Exercise task:
Below is a block of data; give all of it again word for word.

Supplied entries:
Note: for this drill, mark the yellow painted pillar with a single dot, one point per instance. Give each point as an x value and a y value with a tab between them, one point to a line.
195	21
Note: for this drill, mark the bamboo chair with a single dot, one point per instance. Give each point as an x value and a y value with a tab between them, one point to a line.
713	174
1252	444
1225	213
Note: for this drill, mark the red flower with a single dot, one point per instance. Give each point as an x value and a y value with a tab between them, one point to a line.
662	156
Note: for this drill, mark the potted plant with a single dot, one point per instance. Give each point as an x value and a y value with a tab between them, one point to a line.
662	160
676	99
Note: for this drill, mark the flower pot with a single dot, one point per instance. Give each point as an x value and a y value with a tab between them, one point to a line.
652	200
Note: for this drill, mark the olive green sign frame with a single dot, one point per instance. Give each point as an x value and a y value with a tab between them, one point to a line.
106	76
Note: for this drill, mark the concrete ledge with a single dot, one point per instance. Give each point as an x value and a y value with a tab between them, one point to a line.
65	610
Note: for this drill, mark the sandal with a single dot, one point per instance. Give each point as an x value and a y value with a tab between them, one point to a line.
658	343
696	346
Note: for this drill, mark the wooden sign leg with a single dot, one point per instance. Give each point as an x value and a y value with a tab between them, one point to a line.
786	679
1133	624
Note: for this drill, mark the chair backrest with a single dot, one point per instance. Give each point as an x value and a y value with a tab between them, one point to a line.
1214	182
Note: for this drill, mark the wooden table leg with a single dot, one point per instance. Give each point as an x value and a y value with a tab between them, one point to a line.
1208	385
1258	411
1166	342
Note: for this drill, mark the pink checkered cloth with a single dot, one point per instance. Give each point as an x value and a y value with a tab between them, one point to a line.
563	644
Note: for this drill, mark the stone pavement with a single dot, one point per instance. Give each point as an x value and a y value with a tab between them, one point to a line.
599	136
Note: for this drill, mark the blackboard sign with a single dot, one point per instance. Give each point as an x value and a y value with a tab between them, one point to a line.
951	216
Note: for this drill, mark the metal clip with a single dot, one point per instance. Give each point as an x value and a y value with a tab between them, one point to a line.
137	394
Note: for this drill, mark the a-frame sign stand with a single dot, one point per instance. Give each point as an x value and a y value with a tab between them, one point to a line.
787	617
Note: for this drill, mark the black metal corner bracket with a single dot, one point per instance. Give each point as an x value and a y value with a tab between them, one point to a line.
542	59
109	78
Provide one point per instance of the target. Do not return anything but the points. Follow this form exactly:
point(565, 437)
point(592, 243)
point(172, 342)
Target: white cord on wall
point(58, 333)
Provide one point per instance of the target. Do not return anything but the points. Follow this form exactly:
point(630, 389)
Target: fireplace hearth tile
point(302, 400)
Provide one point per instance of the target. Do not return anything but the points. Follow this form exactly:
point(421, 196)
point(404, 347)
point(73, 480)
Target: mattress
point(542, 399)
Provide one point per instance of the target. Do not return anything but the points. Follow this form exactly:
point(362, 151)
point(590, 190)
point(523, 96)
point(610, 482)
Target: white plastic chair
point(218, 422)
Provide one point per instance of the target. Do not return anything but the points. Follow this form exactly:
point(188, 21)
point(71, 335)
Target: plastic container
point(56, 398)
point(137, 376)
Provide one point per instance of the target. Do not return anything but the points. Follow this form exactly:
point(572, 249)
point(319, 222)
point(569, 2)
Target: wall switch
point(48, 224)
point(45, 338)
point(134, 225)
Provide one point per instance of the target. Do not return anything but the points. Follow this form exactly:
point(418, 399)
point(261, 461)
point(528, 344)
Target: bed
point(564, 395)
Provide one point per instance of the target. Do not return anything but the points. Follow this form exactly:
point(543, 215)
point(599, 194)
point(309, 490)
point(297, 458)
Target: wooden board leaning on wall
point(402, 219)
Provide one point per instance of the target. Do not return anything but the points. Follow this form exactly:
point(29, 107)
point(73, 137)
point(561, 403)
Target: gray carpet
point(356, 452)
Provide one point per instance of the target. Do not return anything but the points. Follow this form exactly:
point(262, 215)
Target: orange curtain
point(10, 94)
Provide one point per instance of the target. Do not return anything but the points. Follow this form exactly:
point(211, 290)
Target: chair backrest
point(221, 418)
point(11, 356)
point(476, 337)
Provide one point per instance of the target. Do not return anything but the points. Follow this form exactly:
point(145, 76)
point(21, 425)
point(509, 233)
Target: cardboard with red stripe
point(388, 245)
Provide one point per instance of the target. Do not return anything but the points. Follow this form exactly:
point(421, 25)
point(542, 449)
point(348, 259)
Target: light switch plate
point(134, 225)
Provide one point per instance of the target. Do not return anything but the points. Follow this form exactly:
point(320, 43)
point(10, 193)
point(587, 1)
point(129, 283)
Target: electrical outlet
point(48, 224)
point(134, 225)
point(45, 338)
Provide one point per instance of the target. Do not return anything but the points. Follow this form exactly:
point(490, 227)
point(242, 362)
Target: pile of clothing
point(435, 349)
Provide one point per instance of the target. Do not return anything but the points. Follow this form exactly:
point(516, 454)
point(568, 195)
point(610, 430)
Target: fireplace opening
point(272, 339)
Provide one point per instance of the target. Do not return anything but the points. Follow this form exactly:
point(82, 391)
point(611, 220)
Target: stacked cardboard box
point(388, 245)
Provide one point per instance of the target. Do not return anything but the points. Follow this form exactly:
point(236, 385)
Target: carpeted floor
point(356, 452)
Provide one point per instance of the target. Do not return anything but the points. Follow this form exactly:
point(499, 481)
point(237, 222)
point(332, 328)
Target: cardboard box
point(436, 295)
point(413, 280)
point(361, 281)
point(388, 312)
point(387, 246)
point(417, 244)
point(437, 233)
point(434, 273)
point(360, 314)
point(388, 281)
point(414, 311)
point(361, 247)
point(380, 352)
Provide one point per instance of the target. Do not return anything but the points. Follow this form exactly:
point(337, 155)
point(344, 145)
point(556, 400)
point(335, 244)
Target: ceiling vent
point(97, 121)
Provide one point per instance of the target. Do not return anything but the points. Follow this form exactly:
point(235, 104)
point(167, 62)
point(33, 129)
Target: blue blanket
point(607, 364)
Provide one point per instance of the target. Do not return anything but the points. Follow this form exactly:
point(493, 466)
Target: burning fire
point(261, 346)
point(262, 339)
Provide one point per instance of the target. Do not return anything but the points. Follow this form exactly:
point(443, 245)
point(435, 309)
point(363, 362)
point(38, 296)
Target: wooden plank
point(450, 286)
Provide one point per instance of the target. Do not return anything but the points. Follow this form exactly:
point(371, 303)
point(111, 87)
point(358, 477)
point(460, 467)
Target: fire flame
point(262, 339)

Full answer:
Note: for this drill, mark the yellow painted pillar with a single dot, one point per instance. Give each point as an x value and a y value with a tab between them, one point to a line.
195	21
Note: for this drill, mark the bamboo chair with a single dot, one point per instance. Give each point as an x value and a y value with a tab between them, one point to a line.
713	174
1252	444
1225	213
Note: for this drill, mark the red flower with a single dot, one point per instance. Give each point as an x value and a y value with a tab between them, one point to a line.
662	156
Note: for this drill, mark the potted plant with a single dot, one point per instance. Give each point as an x value and a y value with a tab between them, one point to a line.
662	160
676	99
Note: for this drill, mark the flower pot with a single dot, one point per instance. Give each point as an x value and a y value with a tab between them, one point to a line.
652	200
Note: for this drill, mark the olive green sign frame with a single dot, one point per instance. Give each point as an x value and a y value with a tab between them, one point to a line.
106	76
Note: for this drill, mark the concrete ledge with a single dot, one point per instance. Give each point as an x value and a y value with a tab between them, one point to a line.
65	610
Note: for this drill, mark the sandal with a single dot, one point per instance. Give each point as an x value and a y value with a tab between them, one point to a line.
658	343
696	346
Note: for this drill, mark the wooden sign leg with a single dot, one point per instance. Give each point as an x value and a y value with a tab between them, one point to a line.
786	679
1133	624
Note: for this drill, mark the chair backrest with a single dot, one point per instance. Give each point as an x value and a y value with a tab between them, one point to a line.
1214	182
Note: for this drill, mark the wooden table leg with a single dot, one point per instance. Give each point as an x value and a y value with a tab between them, one point to a line.
1208	385
1258	411
1166	342
Note: for this drill, mark the pink checkered cloth with a single dot, one point per instance. Give each point as an x value and a y value with a tab between them, one point to a line.
563	644
Note: for this drill, mark the stone pavement with a single dot, one point per instance. Give each point as an x value and a y value with a tab between them, one point to a line.
599	136
Note: for this drill, mark the blackboard sign with a single dot, one point per instance. Give each point as an x value and a y value with a tab between them, one point to a line.
951	216
Note: for this drill, mark the metal clip with a single dot, one point per instance. Give each point as an x value and a y value with a tab between them, one point to a line.
137	394
Note: for this drill, mark the a-frame sign stand with a single dot, one point per instance. Give each point as an x value and a y value with a tab between them, one point to a line.
787	617
Note: for this drill, mark the black metal corner bracket with a single dot, one point per instance. Give each point as an x value and a y value with a tab between them, one point to a line.
542	59
109	78
Provide one point per instance of the target. Do not return anything but the points. Follow this form exactly:
point(565, 437)
point(592, 243)
point(172, 342)
Target: white cord on wall
point(58, 333)
Provide one point per instance of the target. Do not return anything but the points. Follow this form exactly:
point(630, 389)
Target: fireplace hearth tile
point(302, 400)
Provide one point per instance of the target. Do not return anything but the points. Follow this form exactly:
point(421, 196)
point(404, 347)
point(73, 480)
Target: mattress
point(542, 399)
Provide one point per instance of the target. Do not return anything but the points. Follow this form exactly:
point(362, 151)
point(590, 190)
point(523, 96)
point(610, 482)
Target: white plastic chair
point(218, 422)
Provide one point per instance of the target. Do not return anything but the points. Follow this form exactly:
point(188, 21)
point(71, 335)
Target: plastic container
point(56, 398)
point(137, 376)
Provide one point per instance of the target. Do not return anything but the points. Follow this form exactly:
point(572, 249)
point(319, 222)
point(569, 2)
Target: wall switch
point(48, 224)
point(45, 338)
point(134, 225)
Provide one point per instance of the target. Do not return anything but the points. Follow this form exactly:
point(418, 399)
point(261, 461)
point(528, 344)
Target: bed
point(564, 395)
Provide one point per instance of the target. Do not return anything but the points. Follow this form exactly:
point(543, 215)
point(599, 194)
point(309, 490)
point(297, 458)
Target: wooden board leaning on wall
point(402, 219)
Provide one point per instance of the target. Do not return anything but the points. Follow this form exactly:
point(29, 107)
point(73, 137)
point(561, 403)
Target: gray carpet
point(356, 452)
Provide one point per instance of the target. Do not return anything but the points. Follow this form exactly:
point(262, 215)
Target: orange curtain
point(10, 94)
Provide one point per instance of the target. Do not return anything but the points. Follow this form exactly:
point(211, 290)
Target: chair backrest
point(221, 418)
point(11, 356)
point(476, 337)
Provide one point per instance of the target. Do not return anything but the points. Follow this form exactly:
point(145, 76)
point(21, 425)
point(509, 233)
Target: cardboard with red stripe
point(388, 245)
Provide one point per instance of the target. Do not return anything but the points. Follow this form exactly:
point(421, 25)
point(542, 449)
point(348, 259)
Target: light switch plate
point(134, 225)
Provide one point per instance of the target. Do not return anything but the points. Follow this form exactly:
point(320, 43)
point(10, 193)
point(587, 1)
point(129, 283)
Target: electrical outlet
point(48, 224)
point(134, 225)
point(45, 338)
Provide one point per instance of the target. Do not return anything but the points. Follow this form exactly:
point(490, 227)
point(242, 362)
Target: pile of clothing
point(435, 349)
Provide one point per instance of the target. Do not return anything but the points. Follow this form exactly:
point(516, 454)
point(568, 195)
point(610, 430)
Target: fireplace opening
point(272, 339)
Provide one point per instance of the target. Do not return anything but the points. Follow this form exactly:
point(82, 391)
point(611, 220)
Target: stacked cardboard box
point(388, 245)
Provide one point per instance of the target. Do not return anything but the points. Follow this form exactly:
point(236, 385)
Target: carpeted floor
point(356, 452)
Provide one point per instance of the target. Do not return anything but the points. Follow this form exactly:
point(499, 481)
point(237, 222)
point(332, 328)
Target: cardboard box
point(436, 295)
point(413, 280)
point(361, 281)
point(388, 312)
point(387, 246)
point(417, 244)
point(437, 233)
point(434, 273)
point(360, 314)
point(388, 281)
point(414, 311)
point(361, 247)
point(380, 352)
Provide one point per instance of the target. Do not return anything but the points. Follow this form exactly:
point(337, 155)
point(344, 145)
point(556, 400)
point(335, 244)
Target: ceiling vent
point(97, 121)
Provide one point per instance of the target. Do not return anything but the points. Follow this form exactly:
point(235, 104)
point(167, 62)
point(33, 129)
Target: blue blanket
point(607, 364)
Provide one point per instance of the target. Do not return anything but the points. Follow this form exactly:
point(493, 466)
Target: burning fire
point(261, 346)
point(262, 339)
Provide one point per instance of the target. Do not return anything but the points. Follow this form exactly:
point(443, 245)
point(435, 309)
point(363, 362)
point(38, 296)
Target: wooden plank
point(450, 286)
Provide one point per instance of the target. Do not return anything but the points. Follow this form exactly:
point(371, 303)
point(111, 87)
point(358, 477)
point(460, 467)
Target: fire flame
point(262, 339)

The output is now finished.